#### Your goal
Begin at the line that contains "Pick out each instance of the number 3" and continue through the final line, reproducing every one of those lines in full. Shift each coordinate in the answers by -89, and change nothing else.
[start of Data provided]
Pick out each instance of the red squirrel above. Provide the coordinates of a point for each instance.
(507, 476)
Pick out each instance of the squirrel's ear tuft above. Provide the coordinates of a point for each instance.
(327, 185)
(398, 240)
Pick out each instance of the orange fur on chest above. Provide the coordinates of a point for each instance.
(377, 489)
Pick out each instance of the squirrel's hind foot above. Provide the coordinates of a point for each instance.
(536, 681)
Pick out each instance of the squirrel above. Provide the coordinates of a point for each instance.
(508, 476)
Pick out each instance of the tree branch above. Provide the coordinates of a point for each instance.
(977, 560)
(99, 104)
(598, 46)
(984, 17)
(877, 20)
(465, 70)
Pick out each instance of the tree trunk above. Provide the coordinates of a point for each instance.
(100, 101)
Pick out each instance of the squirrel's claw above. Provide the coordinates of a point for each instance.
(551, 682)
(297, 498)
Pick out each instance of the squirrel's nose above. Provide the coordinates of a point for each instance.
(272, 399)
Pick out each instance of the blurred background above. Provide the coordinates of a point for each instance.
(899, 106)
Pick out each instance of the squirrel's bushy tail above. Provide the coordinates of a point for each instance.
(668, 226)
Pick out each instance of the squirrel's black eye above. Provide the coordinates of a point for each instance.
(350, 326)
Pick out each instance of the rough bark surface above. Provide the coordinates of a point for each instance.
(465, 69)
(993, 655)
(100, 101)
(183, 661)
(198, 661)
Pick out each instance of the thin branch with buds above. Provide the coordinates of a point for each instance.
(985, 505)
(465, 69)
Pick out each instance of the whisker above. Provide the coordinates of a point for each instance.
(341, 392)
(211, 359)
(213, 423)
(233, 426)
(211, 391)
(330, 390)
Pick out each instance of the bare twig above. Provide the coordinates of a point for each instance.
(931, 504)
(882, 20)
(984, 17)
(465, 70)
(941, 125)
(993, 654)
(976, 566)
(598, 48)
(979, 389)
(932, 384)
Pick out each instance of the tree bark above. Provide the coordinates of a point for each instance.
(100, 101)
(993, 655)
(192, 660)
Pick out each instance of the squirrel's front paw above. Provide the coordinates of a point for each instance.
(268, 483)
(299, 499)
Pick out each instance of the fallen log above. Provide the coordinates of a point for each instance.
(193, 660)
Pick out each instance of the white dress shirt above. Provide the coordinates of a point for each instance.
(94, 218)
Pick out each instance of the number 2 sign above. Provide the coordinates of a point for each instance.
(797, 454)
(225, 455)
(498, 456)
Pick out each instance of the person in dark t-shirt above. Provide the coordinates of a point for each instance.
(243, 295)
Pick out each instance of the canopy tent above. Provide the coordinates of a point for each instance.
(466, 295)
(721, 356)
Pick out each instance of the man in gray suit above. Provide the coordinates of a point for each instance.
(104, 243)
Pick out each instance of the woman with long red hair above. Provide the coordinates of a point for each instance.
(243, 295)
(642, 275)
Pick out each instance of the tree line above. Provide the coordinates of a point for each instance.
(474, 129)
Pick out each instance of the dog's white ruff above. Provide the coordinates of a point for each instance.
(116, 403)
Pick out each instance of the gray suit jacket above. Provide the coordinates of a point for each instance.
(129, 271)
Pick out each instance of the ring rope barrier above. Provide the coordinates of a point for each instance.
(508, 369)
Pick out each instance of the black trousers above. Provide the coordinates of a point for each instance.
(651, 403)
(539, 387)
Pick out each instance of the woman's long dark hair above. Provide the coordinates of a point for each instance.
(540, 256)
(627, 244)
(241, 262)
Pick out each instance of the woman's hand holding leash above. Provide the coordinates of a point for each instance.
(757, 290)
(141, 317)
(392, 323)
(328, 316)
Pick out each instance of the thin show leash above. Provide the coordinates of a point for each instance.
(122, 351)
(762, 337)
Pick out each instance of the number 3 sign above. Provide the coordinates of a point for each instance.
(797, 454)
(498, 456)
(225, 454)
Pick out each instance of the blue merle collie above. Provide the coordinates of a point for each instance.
[end of Data provided]
#### Exercise result
Pick out each instance of the number 3 sign above. Provide the coordinates of a point for each instance.
(708, 365)
(409, 367)
(136, 365)
Pick out each instance of the blue merle collie above. Provide the coordinates of a point for each instance.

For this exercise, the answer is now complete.